[Records from a point labeling set]
#####

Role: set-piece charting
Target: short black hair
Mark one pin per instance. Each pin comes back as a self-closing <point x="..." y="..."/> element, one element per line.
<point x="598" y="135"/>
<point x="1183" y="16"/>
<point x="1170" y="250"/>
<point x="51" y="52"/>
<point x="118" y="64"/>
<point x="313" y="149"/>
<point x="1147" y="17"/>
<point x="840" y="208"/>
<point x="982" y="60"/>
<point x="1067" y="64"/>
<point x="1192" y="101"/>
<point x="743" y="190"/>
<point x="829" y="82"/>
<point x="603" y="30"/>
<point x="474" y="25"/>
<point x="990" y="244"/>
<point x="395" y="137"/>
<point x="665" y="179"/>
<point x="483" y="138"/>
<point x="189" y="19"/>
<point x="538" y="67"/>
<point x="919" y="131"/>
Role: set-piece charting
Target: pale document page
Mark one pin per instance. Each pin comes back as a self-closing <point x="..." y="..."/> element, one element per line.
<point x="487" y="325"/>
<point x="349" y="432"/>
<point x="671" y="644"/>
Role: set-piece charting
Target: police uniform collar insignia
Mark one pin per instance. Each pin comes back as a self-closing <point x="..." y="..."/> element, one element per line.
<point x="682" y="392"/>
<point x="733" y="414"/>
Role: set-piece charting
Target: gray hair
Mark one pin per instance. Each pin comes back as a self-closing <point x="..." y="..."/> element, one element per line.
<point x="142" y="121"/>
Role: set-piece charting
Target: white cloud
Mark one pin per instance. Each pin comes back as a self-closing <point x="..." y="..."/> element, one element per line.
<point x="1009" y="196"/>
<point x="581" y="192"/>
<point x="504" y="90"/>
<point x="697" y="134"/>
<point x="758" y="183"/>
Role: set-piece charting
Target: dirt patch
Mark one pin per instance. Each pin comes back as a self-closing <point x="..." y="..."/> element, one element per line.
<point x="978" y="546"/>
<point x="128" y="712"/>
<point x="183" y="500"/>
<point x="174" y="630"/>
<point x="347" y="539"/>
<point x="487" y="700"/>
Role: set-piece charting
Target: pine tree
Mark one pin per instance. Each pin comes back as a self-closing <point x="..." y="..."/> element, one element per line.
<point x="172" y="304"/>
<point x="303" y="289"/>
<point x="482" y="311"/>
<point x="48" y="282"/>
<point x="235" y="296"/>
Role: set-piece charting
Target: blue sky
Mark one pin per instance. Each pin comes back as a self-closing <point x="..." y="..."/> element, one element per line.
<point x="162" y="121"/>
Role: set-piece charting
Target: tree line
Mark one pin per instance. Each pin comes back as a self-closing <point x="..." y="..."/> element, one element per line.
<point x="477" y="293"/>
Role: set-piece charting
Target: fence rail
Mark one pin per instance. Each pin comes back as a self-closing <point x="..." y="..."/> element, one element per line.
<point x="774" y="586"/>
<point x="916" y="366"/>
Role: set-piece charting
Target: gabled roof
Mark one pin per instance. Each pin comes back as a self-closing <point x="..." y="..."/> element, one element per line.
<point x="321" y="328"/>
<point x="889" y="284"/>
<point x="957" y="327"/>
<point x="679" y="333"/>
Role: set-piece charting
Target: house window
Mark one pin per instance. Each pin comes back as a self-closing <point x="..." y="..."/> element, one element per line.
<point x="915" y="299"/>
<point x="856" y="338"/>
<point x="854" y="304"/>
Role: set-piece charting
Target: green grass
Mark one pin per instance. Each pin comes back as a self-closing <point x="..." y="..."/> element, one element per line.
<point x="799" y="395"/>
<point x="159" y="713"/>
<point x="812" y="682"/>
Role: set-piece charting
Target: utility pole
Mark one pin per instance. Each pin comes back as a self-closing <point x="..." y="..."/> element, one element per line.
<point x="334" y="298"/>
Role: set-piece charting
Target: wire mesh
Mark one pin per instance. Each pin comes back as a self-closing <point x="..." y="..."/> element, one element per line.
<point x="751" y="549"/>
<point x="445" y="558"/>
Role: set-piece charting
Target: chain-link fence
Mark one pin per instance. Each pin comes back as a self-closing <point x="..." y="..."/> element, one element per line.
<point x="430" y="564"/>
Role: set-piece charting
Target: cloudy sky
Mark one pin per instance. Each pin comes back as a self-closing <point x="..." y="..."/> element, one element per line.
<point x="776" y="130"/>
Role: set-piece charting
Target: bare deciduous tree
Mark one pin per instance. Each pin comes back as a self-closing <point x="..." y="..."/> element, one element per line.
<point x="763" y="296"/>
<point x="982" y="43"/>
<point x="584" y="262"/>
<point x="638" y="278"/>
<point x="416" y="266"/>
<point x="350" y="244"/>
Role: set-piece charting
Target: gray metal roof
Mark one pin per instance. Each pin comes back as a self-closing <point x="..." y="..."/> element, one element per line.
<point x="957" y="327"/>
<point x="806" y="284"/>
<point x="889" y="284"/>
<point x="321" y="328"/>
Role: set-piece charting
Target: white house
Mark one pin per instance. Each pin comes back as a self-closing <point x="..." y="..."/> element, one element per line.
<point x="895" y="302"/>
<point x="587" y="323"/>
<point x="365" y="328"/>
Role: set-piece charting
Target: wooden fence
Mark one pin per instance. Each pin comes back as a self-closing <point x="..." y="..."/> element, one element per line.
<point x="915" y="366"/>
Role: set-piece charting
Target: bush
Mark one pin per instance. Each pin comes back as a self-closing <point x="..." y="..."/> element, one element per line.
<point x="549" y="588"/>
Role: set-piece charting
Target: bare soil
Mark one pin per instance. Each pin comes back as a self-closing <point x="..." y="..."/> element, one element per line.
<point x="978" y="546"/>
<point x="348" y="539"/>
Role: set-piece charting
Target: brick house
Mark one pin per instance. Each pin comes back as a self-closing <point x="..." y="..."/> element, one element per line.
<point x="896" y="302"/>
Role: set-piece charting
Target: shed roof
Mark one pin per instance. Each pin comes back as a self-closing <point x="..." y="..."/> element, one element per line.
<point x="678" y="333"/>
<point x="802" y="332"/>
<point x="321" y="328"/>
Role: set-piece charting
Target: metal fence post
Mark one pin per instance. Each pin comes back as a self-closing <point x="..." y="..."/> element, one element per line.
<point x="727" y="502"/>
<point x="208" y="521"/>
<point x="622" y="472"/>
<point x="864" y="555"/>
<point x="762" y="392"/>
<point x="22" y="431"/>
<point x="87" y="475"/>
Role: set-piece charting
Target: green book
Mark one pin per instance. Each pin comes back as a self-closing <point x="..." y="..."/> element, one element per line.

#####

Set every line of the listing down word for word.

Role: set-piece charting
Target: short black hair
Mark one pin per instance. Each pin comes back as a self-closing <point x="..." y="..."/> element, one element per line.
<point x="598" y="135"/>
<point x="1183" y="16"/>
<point x="1170" y="250"/>
<point x="51" y="52"/>
<point x="118" y="64"/>
<point x="313" y="149"/>
<point x="1147" y="17"/>
<point x="840" y="208"/>
<point x="982" y="60"/>
<point x="1067" y="64"/>
<point x="1192" y="101"/>
<point x="743" y="190"/>
<point x="829" y="82"/>
<point x="603" y="30"/>
<point x="474" y="25"/>
<point x="990" y="244"/>
<point x="395" y="137"/>
<point x="665" y="179"/>
<point x="483" y="138"/>
<point x="189" y="19"/>
<point x="538" y="67"/>
<point x="919" y="131"/>
Role: set-piece charting
Target: pale document page
Mark one pin per instance. Each pin comes back as a self-closing <point x="..." y="..."/> element, one element per line.
<point x="487" y="325"/>
<point x="349" y="432"/>
<point x="671" y="644"/>
Role: set-piece charting
Target: police uniform collar insignia
Mark one pin per instance. Each pin comes back as a self-closing <point x="..." y="..."/> element, one element per line.
<point x="682" y="392"/>
<point x="733" y="414"/>
Role: set-piece charting
Target: gray hair
Mark one pin per instance. Each pin comes back as a self-closing <point x="..." y="..."/> element, one element per line.
<point x="142" y="121"/>
Role: set-piece charting
Target: white cloud
Mark one pin per instance. Each pin comes back as a self-closing <point x="..." y="..."/> element, one element per line.
<point x="1009" y="196"/>
<point x="581" y="192"/>
<point x="504" y="90"/>
<point x="697" y="134"/>
<point x="758" y="183"/>
Role: set-piece charting
Target: dirt patch
Mark one pin per instance. Each pin comes back as a self-closing <point x="..." y="..."/> element, one element per line.
<point x="978" y="546"/>
<point x="128" y="712"/>
<point x="183" y="500"/>
<point x="174" y="630"/>
<point x="347" y="539"/>
<point x="487" y="700"/>
Role: set-piece charting
Target: pine tree
Mark one pin per instance. Each pin comes back as a self-closing <point x="..." y="..."/> element, one element per line.
<point x="172" y="304"/>
<point x="303" y="289"/>
<point x="482" y="311"/>
<point x="48" y="282"/>
<point x="235" y="296"/>
Role: set-piece charting
Target: blue sky
Mark one pin per instance. Each pin comes back as a self-closing <point x="..." y="..."/> element, one element per line.
<point x="162" y="121"/>
Role: set-piece charting
Target: tree line
Mark one pin per instance. Each pin comes back as a self-closing <point x="..." y="..."/> element, one element per line.
<point x="477" y="293"/>
Role: set-piece charting
Target: fence rail
Mark one pin per instance. Each pin comes back as a self-closing <point x="..." y="..."/> element, one element per line.
<point x="774" y="586"/>
<point x="916" y="366"/>
Role: set-piece charting
Target: gabled roof
Mark one pin per instance. Each pin comes back as a self-closing <point x="..." y="..."/> element, one element per line.
<point x="321" y="328"/>
<point x="889" y="284"/>
<point x="957" y="327"/>
<point x="679" y="333"/>
Role: set-piece charting
Target: house window
Mark one pin per instance. Each pin comes back as a self-closing <point x="..." y="..."/> element, one element per line.
<point x="915" y="299"/>
<point x="856" y="338"/>
<point x="854" y="304"/>
Role: set-piece charting
Target: green grass
Mark one pin per instance. Each pin comes back as a self-closing <point x="..." y="..."/> element, one element per line.
<point x="799" y="395"/>
<point x="159" y="713"/>
<point x="812" y="682"/>
Role: set-piece charting
Target: utility pole
Mark one pin per instance. Each pin comes back as a self-closing <point x="..." y="..."/> element, one element per line.
<point x="334" y="298"/>
Role: set-piece charting
Target: wire mesh
Mark one pin per instance. Each pin comes back as a self-closing <point x="..." y="..."/> element, one element per line.
<point x="751" y="549"/>
<point x="445" y="558"/>
Role: set-piece charting
Target: chain-link fence
Mark one pin per instance. Each pin comes back as a self-closing <point x="..." y="..."/> element, one element per line.
<point x="430" y="564"/>
Role: set-piece charting
Target: cloudy sky
Mark one pin per instance. Each pin comes back as a self-closing <point x="..." y="..."/> element, one element per line.
<point x="776" y="130"/>
Role: set-piece charting
Target: bare deciduous tree
Mark one pin per instance. Each pin comes back as a self-closing <point x="..." y="..."/> element, one element per line.
<point x="763" y="296"/>
<point x="982" y="43"/>
<point x="584" y="262"/>
<point x="638" y="278"/>
<point x="416" y="266"/>
<point x="350" y="244"/>
Role: set-piece charting
Target: gray metal roof
Mark one pin per instance. Each pin comes back as a self-closing <point x="..." y="..."/> element, one element per line.
<point x="957" y="327"/>
<point x="806" y="284"/>
<point x="889" y="284"/>
<point x="321" y="328"/>
Role: set-piece charting
Target: white house
Mark one pin per instance. Each pin comes back as a self-closing <point x="..." y="..."/> element, one element per line.
<point x="895" y="302"/>
<point x="587" y="323"/>
<point x="365" y="328"/>
Role: set-piece charting
Target: wooden fence
Mark one pin per instance. Each pin comes back as a self-closing <point x="..." y="..."/> element, one element per line.
<point x="915" y="366"/>
Role: set-piece charting
Target: bush
Mark one pin per instance. Each pin comes back as a self-closing <point x="..." y="..."/> element, one element per line.
<point x="549" y="588"/>
Role: set-piece charting
Target: bare soil
Mark one pin per instance. Each pin comes back as a self-closing <point x="..." y="..."/> element, one element per line.
<point x="978" y="546"/>
<point x="348" y="539"/>
Role: set-piece charting
Target: brick house
Mark one pin per instance. Each pin comes back as a self-closing <point x="..." y="..."/> element, one element per line.
<point x="896" y="302"/>
Role: set-piece charting
Target: shed roof
Mark one pin per instance. Each pin comes back as a self-closing <point x="..." y="..."/> element, one element per line.
<point x="678" y="333"/>
<point x="802" y="332"/>
<point x="321" y="328"/>
Role: set-piece charting
Target: metal fence post
Mark one pin per instance. Each pin comes back as a self-closing <point x="..." y="..."/> element, one element per line.
<point x="727" y="502"/>
<point x="208" y="521"/>
<point x="622" y="472"/>
<point x="864" y="555"/>
<point x="762" y="392"/>
<point x="22" y="431"/>
<point x="87" y="475"/>
Role: set-piece charting
Target: green book
Mark one pin per instance. Each pin comes back as a self-closing <point x="..." y="..."/> element, one element per line.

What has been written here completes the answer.